Sharing thoughts, questions, ideas and solutions. Examples include:

  • Analyzing the situation means thinking about the subject, purpose, sender, receiver, medium, and context of a message.

  • Choosing a medium involves deciding the most appropriate way to deliver a message, ranging from a face-to-face chat to a 400-page report.

  • To create learners who appreciate the vital importance of nature and ecological responsibility and who develop a love of nature and care for the world and its different environments.

  • Evaluating messages means deciding whether they are correct, complete, reliable, authoritative, and up-to-date.

  • Following conventions means communicating using the expected norms for the medium chosen.

  • Listening actively requires carefully paying attention, taking notes, asking questions, and otherwise engaging in the ideas being communicated.

  • Reading is decoding written words and images in order to understand what their originator is trying to communicate.

  • Speaking involves using spoken words, tone of voice, body language, gestures, facial expressions, and visual aids in order to convey ideas.

  • Turn-taking means effectively switching from receiving ideas to providing ideas, back and forth between those in the communication situation.

  • Using technology requires understanding the abilities and limitations of any technological communication, from phone calls to e-mails to instant messages.

  • Writing involves encoding messages into words, sentences, and paragraphs for the purpose of communicating to a person who is removed by distance, time, or both.

2. Collaborating:

Working together to reach a goal and putting enterprise into action. Examples include:

  • Allocating resources and responsibilities ensures that all members of a team can work optimally.

  • Brainstorming ideas in a group involves rapidly suggesting and writing down ideas without pausing to critique them.

## Extracted data entries:
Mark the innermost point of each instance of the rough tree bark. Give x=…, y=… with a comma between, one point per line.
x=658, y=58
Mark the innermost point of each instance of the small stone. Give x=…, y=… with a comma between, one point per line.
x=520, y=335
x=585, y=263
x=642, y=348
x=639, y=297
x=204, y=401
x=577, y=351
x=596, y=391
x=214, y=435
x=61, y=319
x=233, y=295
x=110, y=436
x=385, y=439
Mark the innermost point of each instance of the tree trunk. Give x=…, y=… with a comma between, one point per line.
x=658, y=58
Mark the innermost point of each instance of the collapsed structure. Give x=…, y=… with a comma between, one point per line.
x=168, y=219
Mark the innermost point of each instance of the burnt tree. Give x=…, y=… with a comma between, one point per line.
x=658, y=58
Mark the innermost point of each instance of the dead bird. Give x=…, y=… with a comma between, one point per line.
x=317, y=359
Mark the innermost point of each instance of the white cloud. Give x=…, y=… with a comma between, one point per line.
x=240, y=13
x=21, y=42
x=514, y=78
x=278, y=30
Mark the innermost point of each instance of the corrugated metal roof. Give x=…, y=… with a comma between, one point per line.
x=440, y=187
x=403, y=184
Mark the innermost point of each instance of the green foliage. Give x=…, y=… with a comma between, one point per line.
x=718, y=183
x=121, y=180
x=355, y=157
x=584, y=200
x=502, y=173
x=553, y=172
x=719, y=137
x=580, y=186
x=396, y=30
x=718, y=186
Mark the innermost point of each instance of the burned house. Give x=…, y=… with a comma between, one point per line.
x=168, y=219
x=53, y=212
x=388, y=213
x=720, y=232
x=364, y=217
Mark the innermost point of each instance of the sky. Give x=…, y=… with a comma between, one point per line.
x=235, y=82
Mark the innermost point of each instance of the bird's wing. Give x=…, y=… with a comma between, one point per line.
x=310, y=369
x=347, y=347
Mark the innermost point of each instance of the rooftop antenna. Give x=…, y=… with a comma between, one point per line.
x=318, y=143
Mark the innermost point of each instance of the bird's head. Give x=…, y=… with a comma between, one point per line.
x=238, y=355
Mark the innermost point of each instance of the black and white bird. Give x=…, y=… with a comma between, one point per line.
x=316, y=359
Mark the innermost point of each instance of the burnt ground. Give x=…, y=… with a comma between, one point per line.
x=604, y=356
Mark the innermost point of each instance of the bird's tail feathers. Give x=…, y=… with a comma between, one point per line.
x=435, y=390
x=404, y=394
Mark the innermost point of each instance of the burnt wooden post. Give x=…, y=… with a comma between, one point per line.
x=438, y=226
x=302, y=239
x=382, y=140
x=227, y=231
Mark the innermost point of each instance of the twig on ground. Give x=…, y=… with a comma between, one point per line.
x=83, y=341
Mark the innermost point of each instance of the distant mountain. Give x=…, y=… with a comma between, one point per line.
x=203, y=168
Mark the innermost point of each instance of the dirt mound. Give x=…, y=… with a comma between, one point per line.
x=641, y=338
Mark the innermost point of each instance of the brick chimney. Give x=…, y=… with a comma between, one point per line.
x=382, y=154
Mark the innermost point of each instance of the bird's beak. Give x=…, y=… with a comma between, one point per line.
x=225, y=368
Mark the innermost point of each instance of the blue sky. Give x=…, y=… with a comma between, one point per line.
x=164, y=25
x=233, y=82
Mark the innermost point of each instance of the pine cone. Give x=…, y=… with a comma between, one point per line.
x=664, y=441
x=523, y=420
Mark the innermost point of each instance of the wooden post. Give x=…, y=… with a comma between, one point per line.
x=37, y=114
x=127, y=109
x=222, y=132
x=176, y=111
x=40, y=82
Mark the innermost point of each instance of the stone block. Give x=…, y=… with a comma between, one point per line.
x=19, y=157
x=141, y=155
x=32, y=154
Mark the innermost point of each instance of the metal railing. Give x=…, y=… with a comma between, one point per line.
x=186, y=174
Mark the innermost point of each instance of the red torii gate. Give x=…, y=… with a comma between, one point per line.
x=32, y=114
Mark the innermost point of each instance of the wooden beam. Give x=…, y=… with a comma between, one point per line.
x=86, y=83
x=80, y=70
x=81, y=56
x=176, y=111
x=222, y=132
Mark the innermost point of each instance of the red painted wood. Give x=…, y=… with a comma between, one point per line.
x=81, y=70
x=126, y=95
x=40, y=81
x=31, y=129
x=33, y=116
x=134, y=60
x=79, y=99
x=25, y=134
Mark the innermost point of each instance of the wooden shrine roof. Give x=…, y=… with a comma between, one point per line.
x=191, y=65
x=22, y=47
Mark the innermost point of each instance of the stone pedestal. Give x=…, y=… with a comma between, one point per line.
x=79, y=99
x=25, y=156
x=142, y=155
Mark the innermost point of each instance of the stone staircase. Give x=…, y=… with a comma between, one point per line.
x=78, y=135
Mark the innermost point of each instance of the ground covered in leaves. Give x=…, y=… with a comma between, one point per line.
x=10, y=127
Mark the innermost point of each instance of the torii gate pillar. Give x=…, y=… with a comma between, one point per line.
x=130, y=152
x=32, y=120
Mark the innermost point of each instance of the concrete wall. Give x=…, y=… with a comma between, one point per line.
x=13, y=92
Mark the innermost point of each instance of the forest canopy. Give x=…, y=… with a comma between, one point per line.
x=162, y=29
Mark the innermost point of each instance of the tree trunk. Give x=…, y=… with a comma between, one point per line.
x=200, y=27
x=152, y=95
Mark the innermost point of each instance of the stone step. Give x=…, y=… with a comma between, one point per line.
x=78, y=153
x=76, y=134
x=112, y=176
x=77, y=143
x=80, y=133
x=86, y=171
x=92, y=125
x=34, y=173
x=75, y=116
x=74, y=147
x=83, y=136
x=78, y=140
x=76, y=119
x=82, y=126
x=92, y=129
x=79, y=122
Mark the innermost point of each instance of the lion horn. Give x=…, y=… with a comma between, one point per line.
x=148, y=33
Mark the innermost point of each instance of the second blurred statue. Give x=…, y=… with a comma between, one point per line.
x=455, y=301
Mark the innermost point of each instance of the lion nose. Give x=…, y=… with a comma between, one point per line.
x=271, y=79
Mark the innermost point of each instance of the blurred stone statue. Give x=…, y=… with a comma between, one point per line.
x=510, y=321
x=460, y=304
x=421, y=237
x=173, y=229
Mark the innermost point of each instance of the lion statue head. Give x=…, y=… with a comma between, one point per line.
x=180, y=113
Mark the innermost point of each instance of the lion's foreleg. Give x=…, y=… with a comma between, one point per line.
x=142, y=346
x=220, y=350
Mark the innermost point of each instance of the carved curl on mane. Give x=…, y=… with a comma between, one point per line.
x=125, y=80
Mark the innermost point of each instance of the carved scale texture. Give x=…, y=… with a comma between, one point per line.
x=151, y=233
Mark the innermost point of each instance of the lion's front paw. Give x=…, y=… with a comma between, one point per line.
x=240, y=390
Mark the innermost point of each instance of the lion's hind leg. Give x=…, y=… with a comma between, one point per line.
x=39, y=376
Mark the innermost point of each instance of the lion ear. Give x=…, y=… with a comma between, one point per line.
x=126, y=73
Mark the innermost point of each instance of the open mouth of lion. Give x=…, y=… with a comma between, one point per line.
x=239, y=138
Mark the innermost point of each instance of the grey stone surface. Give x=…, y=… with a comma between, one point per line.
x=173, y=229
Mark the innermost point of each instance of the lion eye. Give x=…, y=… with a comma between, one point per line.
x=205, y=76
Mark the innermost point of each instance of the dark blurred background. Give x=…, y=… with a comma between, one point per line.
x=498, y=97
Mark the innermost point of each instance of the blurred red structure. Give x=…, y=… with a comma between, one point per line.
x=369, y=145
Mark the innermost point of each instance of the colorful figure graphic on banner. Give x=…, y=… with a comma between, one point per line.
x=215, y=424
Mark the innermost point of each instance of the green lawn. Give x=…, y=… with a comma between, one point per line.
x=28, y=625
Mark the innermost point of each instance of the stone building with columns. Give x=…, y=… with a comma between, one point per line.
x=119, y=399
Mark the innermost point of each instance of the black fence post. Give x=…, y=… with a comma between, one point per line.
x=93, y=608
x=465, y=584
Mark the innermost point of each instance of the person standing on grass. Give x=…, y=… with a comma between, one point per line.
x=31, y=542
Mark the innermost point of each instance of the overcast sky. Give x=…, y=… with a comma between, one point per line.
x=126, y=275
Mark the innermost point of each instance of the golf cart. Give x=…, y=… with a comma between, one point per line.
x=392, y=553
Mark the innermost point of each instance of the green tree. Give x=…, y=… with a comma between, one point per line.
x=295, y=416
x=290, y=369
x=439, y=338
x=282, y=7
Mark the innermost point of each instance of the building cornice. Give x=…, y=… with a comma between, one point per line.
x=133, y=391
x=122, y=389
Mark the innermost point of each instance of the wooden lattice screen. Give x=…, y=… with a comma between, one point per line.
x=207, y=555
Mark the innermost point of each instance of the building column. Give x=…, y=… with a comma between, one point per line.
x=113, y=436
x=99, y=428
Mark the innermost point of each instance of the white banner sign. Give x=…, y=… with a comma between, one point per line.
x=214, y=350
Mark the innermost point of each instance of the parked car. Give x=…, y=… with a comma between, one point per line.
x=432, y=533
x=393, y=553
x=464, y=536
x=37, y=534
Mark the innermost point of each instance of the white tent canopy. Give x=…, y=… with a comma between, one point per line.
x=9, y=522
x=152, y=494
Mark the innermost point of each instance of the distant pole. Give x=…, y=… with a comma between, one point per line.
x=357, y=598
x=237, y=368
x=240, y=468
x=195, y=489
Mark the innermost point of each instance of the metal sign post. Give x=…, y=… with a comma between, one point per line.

## Goal A:
According to the text on communication and collaboration skills, what do you decide when evaluating messages?
## Goal B:
Rewrite the paragraph in the communication and collaboration skills text that begins "Speaking involves using spoken words" as a short list, keeping its main facts.
## Goal C:
Give a continuation of the text on communication and collaboration skills, starting right after its final sentence.

## Written response A:
You decide whether they are correct, complete, reliable, authoritative, and up-to-date.

## Written response B:
Speaking conveys ideas through:
- spoken words
- tone of voice
- body language
- gestures
- facial expressions
- visual aids

## Written response C:
  • Decision-making requires sorting through the many options provided to the group and arriving at a single option to move forward.

  • Delegating means assigning duties to members of the group and expecting them to fulfill their parts of the task.

  • Evaluating the products, processes, and members of the group provides a clear sense of what is working well and what improvements could be made.

  • Goal setting requires the group to analyze the situation, decide what outcome is desired, and clearly state an achievable objective.

  • Leading a group means creating an environment in which all members can contribute according to their abilities.

  • Managing time involves matching up a list of tasks to a schedule and tracking the progress toward goals.

  • Resolving conflicts occurs from using one of the following strategies: asserting, cooperating, compromising, competing, or deferring.

  • Team building means cooperatively working over time to achieve a common goal.

3. Critical Thinking:

Critical thinking is focused, careful analysis of something to better understand it. When people speak of "left brain" activity, they are usually referring to critical thinking. Examples of some of the main critical-thinking abilities are:

  • Analyzing is breaking something down into its parts, examining each part, and noting how the parts fit together.

  • Arguing is using a series of statements connected logically together, backed by evidence, to reach a conclusion.

  • Classifying is identifying the types or groups of something, showing how each category is distinct from the others.

  • Comparing and contrasting is pointing out the similarities and differences between two or more subjects.

  • Defining is explaining the meaning of a term using denotation, connotation, example, etymology, synonyms, and antonyms.

  • Describing is explaining the traits of something, such as size, shape, weight, color, use, origin, value, condition, location, and so on.

  • Evaluating is deciding on the worth of something by comparing it against an accepted standard of value.

  • Explaining is telling what something is or how it works so that others can understand it.

  • Problem solving is analyzing the causes and effects of a problem and finding a way to stop the causes or the effects.

  • Tracking cause and effect is determining why something is happening and what results from it.

4. Creative Thinking:

Creative thinking is expansive, open-ended invention and discovery of possibilities. When people speak of "right brain" activity, they most often mean creative thinking. Some common creative thinking abilities are:

  • Brainstorming ideas involves asking a question and rapidly listing all answers, even those that are far-fetched, impractical, or impossible.

  • Creating something requires forming it by combining materials, perhaps according to a plan or perhaps based the impulse of the moment.

  • Designing something means finding the conjunction between form and function and shaping materials for a specific purpose.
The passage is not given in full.